§ Exercise requirements:
Select each line in the rows below that contains the word "this". Uppercase and lowercase letters must match.

(Bounding box annotation entries)
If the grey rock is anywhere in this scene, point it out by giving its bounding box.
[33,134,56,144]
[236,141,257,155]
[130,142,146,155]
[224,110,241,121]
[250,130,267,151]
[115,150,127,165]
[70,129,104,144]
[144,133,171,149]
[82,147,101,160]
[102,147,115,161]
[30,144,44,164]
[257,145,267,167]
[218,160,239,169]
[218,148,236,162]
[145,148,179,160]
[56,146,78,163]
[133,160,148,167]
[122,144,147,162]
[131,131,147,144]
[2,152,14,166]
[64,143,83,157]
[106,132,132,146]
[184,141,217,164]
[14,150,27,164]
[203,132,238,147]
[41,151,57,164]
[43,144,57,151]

§ Worked answer:
If the grey rock is anywhere in this scene, point it out by giving its bounding box.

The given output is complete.